Want to buy a car? Well, there is finally some good news, as the cost of new cars is going down and the supply of cars is starting to increase. The bad news? Prices are still near an all-time high, making them more unaffordable for Americans. On top of rising prices, higher interest rates and insurance, taxes, gas, and repairs can quickly add up. Wages are still stagnant, making it difficult to save enough money for a down payment. Even if the purchase is possible, paying off the loan may still be a struggle. Here are the details.
The price of new cars has skyrocketed
The prices for new cars have risen exponentially since the start of the COVID-19 pandemic, hitting an all-time high in December 2022, of $49,507. Prices dropped this past month to $49,388 — down 0.6%, but still 5.9% higher than a year ago. Prices are not increasing as fast as they did a year ago, but it is difficult for the average American household to afford a new car.
The price of a new car in January of 2020 was $37,851. This means the price of new cars has increased by 30% in just three years! Prices skyrocketed due to high demand and limited supply. Car manufacturers were forced to cut back production due to the global shortage of microchips. And supply chain issues and high inflation are affecting prices as well.
Rising interest rates make it harder to afford a car loan
Another factor making it harder for people to buy a new car is the Federal Reserve’s interest rate hikes. The Fed has increased interest rates from 0.25% to 4.5% in less than a year, making the rate hikes the fastest cycle in history. This makes it more difficult to get approved for car loans as well as making them more expensive when you do get approved.
Average auto loan interest rates have increased from 4.52% prior to the rate hikes to 6.55%, representing a 45% increase in less than a year. This means that even if you are able to secure an auto loan, you will be paying more in interest than you would have last year. A $45,000 car loan today would cost you an extra $2,500 in interest over the same loan a year ago.
Gas prices and insurance premiums are also increasing
In addition to higher prices and higher interest rates on car loans, many people are also facing higher gas prices and insurance premiums. The average price per gallon of gasoline has increased significantly since the start of the pandemic — from around $1.91 in April 2020 to $3.40 in 2023.
This means that even after purchasing your vehicle, there will still be even higher additional costs associated with owning and operating it. Insurance rates have also been increasing steadily over recent years due to higher replacement costs, higher car prices, and a rise in the number of car accidents. The average annual cost of an auto insurance policy has increased 15%, from $2,640 in 2021 to $3,017 in 2023.
For many people, buying a new car just isn’t feasible due to rising prices, higher interest rates on loans, and increasing gas and insurance costs. Many can’t afford a car without making some major sacrifices or taking on significant debt — something that most people are unwilling or unable to do right now. While the prices of new cars are not rising as fast as they were, new cars are still at an all-time high, making them out of reach for the average American.

» DATA EXTRACT
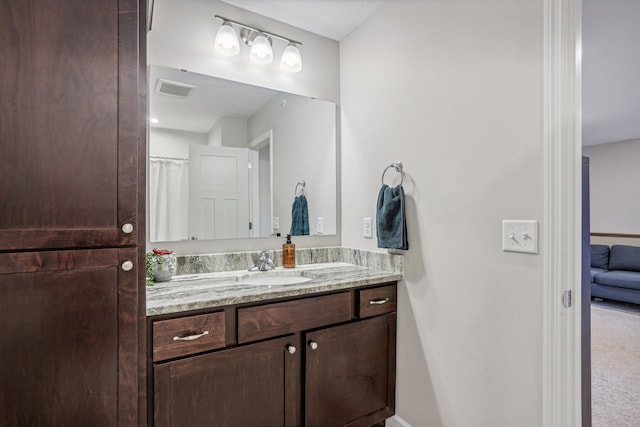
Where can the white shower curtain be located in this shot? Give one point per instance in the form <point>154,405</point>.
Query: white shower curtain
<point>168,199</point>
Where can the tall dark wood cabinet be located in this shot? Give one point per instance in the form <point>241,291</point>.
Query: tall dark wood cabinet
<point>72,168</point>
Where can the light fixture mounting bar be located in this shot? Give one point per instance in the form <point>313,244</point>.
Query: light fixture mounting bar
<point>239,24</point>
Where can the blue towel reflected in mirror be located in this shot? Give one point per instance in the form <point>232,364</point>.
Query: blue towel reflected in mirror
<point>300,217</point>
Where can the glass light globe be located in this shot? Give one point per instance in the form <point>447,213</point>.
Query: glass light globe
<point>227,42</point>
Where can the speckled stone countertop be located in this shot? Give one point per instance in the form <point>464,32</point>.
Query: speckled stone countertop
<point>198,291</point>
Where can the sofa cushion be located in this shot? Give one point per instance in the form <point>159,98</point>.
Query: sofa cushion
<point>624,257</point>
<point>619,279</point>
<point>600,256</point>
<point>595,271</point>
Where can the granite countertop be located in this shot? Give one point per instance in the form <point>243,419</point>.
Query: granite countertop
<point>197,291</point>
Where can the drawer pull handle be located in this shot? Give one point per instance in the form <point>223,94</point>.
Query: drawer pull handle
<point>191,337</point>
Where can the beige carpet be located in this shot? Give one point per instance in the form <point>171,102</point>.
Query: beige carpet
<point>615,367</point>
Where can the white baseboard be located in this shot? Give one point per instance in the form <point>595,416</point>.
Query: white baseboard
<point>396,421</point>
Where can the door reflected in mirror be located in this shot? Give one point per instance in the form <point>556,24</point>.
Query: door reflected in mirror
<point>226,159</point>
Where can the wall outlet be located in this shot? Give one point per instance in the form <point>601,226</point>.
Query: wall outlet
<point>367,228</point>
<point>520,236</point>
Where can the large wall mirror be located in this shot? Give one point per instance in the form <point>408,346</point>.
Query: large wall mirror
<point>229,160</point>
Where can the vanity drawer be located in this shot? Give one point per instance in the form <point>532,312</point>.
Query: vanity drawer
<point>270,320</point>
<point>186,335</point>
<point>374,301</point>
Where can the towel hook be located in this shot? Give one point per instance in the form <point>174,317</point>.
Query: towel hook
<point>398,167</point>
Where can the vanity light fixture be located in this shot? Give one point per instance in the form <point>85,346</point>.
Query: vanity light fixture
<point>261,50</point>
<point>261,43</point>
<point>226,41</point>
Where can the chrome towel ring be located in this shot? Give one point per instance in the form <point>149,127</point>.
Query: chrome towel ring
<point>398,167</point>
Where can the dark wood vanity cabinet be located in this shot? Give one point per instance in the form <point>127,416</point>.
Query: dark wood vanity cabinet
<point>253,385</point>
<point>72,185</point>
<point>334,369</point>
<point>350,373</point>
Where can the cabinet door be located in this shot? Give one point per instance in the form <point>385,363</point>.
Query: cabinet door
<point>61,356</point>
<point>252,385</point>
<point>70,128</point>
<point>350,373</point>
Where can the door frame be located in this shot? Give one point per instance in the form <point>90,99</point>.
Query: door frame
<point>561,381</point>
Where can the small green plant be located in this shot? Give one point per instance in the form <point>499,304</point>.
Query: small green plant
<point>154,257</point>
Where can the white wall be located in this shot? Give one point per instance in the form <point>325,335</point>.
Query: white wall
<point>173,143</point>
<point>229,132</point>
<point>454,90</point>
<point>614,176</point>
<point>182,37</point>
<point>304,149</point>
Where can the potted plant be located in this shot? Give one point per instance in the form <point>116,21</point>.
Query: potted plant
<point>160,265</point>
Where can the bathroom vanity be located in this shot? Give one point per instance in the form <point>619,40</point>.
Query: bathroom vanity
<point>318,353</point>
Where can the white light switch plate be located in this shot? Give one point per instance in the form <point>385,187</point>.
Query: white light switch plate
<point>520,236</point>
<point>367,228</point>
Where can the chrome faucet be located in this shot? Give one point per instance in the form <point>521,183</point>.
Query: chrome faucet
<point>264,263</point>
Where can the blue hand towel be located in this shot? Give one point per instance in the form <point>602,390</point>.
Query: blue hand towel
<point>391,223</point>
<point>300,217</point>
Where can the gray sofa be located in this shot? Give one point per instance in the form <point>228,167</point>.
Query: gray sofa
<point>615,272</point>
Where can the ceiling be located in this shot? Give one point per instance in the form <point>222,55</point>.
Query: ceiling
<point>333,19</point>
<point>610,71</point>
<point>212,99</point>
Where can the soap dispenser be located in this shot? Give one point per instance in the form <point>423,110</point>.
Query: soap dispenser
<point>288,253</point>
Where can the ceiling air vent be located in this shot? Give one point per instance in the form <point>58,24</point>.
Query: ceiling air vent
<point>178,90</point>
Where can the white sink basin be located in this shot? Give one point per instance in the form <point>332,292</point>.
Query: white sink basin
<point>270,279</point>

» BRIEF 1
Transcribe the passage on new car costs between "Gas prices and insurance premiums are" and "to $3,017 in 2023.", inclusive.
» BRIEF 2
According to the passage on new car costs, what was the price of a new car in January 2020?

» WRITTEN RESPONSE 1
Gas prices and insurance premiums are also increasing
In addition to higher prices and higher interest rates on car loans, many people are also facing higher gas prices and insurance premiums. The average price per gallon of gasoline has increased significantly since the start of the pandemic — from around $1.91 in April 2020 to $3.40 in 2023.
This means that even after purchasing your vehicle, there will still be even higher additional costs associated with owning and operating it. Insurance rates have also been increasing steadily over recent years due to higher replacement costs, higher car prices, and a rise in the number of car accidents. The average annual cost of an auto insurance policy has increased 15%, from $2,640 in 2021 to $3,017 in 2023.

» WRITTEN RESPONSE 2
$37,851